## REQUIRED WORK
In the passage on nurse staffing, rewrite the part that opens with the words containing "Fabiola Rodriguez, BSN, RN." and closes with "better staffing ratios.", swapping "staffing ratios" for "nurse-to-patient ratios".

## EXCERPT
^^^^^^^^

Nurses are underpaid for their work, so a raise would be welcomed. Nurses are often unable to stop and eat for 12 hours sometimes; my lunch break is as good for me mentally as it is physically. Healthcare departments are often understaffed, putting extra strain on the nurses, and the nurse-to-patient ratio then increases, putting even more strain on the nurses and reducing high-quality patient care capabilities. Making sure that staff feels supported, whether a manager needs to jump in and help with patient care, a nurse gets requested time off to spend with their families, they have the equipment and education they need to do their job, or they are supported mentally and emotionally are all essential things.

Fabiola Rodriguez, BSN, RN. Memorial Hospital Miramar (Fla.): I would prioritize strategies that improved the nurses’ well-being and enhanced patient care. Reviewing the current staffing ratios and workload would be the first step to understanding how to help nurses efficiently provide quality patient care and provide a supportive and manageable work environment. I would encourage nurses to share research, evidence-based projects, and their own personal experience to demonstrate why we need funds for more nurses and better staffing ratios.

^^^^^^^^

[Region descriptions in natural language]
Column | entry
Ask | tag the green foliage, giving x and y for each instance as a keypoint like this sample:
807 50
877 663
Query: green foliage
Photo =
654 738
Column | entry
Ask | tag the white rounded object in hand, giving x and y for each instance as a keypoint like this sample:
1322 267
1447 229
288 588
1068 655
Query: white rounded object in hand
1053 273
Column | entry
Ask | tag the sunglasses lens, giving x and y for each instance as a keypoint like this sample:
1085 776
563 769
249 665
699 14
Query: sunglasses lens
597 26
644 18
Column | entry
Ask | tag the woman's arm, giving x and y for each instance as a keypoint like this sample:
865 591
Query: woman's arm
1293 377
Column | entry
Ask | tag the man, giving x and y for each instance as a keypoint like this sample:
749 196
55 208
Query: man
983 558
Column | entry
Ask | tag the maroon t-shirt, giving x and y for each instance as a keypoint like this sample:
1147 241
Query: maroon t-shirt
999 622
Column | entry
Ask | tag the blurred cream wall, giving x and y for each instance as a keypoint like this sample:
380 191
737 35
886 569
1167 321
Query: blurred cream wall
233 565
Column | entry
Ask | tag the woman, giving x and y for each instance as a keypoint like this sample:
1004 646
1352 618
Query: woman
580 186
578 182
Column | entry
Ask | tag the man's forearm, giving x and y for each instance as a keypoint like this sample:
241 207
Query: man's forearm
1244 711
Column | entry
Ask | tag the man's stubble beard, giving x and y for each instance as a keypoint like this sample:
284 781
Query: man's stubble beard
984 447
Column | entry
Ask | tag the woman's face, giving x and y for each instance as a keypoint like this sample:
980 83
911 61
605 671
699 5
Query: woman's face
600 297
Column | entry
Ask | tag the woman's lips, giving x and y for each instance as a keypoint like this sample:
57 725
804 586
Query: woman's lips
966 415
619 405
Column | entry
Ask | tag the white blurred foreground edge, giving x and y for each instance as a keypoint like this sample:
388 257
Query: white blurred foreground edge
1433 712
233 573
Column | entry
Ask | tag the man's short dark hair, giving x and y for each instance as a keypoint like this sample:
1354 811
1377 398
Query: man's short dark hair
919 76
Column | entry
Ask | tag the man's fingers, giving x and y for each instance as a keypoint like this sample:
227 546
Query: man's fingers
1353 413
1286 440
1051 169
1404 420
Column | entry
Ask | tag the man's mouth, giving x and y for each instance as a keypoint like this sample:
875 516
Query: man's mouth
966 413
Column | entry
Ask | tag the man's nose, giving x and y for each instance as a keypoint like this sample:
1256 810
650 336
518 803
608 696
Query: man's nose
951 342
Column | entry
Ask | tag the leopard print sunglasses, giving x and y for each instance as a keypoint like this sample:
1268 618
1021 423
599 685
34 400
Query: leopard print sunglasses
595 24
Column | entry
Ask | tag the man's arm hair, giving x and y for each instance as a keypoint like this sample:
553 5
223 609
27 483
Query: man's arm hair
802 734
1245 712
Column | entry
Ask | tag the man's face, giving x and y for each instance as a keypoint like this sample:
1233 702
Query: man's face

^^^^^^^^

## RESPONSE
Fabiola Rodriguez, BSN, RN. Memorial Hospital Miramar (Fla.): I would prioritize strategies that improved the nurses’ well-being and enhanced patient care. Reviewing the current nurse-to-patient ratios and workload would be the first step to understanding how to help nurses efficiently provide quality patient care and provide a supportive and manageable work environment. I would encourage nurses to share research, evidence-based projects, and their own personal experience to demonstrate why we need funds for more nurses and better nurse-to-patient ratios.